Report all lines from the entries below in which "query" appears.
● ● ● ●
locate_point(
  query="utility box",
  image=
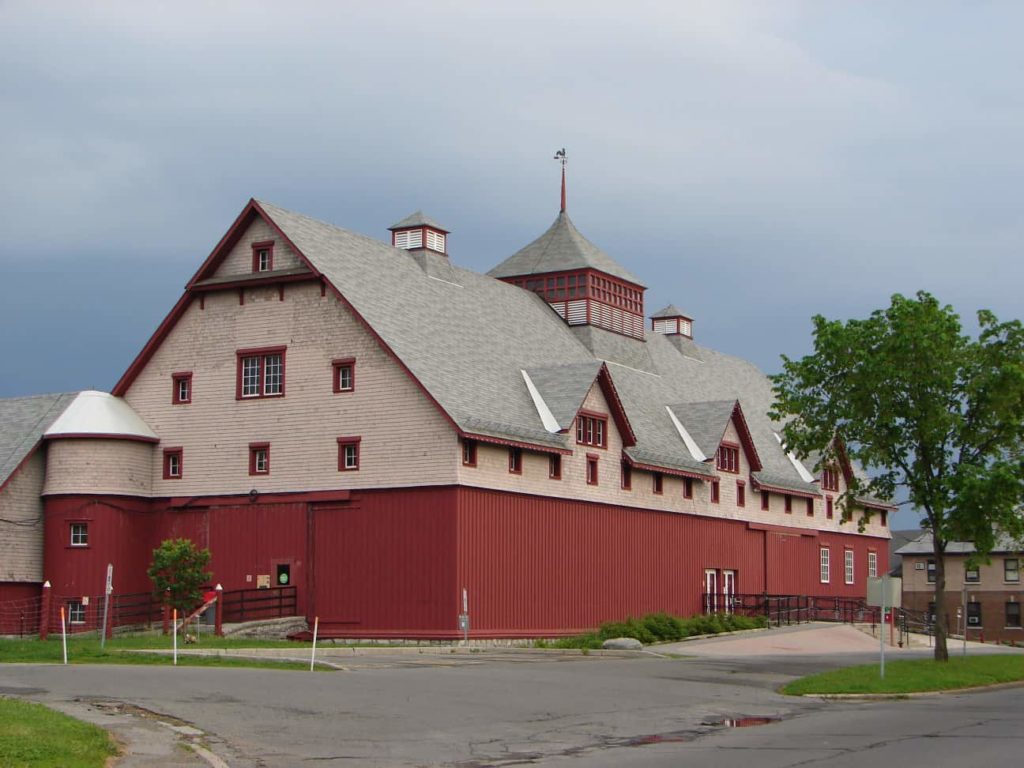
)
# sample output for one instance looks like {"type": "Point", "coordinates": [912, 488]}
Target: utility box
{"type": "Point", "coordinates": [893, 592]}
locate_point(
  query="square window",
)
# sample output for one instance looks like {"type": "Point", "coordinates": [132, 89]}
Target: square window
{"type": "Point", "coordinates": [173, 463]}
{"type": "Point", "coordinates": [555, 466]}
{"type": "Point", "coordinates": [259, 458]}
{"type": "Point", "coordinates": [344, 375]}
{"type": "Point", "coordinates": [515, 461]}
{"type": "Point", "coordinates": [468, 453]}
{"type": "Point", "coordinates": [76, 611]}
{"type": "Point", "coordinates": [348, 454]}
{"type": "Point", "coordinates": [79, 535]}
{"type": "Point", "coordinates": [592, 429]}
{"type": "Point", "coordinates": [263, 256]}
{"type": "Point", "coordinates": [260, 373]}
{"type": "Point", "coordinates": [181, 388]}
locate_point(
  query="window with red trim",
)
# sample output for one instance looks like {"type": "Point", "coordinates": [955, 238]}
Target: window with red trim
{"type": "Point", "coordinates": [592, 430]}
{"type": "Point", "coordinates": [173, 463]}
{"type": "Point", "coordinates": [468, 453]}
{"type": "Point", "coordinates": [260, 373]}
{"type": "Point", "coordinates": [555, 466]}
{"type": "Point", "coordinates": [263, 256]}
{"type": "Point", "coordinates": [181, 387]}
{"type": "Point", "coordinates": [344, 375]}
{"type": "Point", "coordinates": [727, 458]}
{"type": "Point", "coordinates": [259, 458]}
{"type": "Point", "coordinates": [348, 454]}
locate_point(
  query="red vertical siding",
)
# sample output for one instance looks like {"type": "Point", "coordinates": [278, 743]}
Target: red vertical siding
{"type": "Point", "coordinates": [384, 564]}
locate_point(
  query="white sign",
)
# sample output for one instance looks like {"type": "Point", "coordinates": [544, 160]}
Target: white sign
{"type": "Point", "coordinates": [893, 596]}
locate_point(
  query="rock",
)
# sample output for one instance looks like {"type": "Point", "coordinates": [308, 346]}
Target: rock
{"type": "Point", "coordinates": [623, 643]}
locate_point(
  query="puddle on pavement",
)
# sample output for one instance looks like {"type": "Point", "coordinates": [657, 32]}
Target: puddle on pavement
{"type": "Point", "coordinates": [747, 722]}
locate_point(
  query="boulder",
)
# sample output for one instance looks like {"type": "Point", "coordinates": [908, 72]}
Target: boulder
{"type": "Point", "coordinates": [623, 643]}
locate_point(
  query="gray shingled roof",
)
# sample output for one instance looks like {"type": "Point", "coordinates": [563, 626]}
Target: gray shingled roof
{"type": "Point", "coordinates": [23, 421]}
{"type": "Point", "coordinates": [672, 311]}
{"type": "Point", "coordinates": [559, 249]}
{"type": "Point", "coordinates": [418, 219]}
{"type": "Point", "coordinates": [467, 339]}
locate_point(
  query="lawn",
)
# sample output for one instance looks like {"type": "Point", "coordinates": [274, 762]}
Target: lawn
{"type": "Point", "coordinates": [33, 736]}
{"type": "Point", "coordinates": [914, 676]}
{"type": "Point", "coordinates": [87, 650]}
● ● ● ●
Task solution
  query="utility box",
  query="square window",
  query="window with red trim",
  query="red vertical siding",
  query="white sign",
  query="rock",
  query="puddle on pavement",
  query="boulder",
  query="gray shingled roof",
  query="lawn",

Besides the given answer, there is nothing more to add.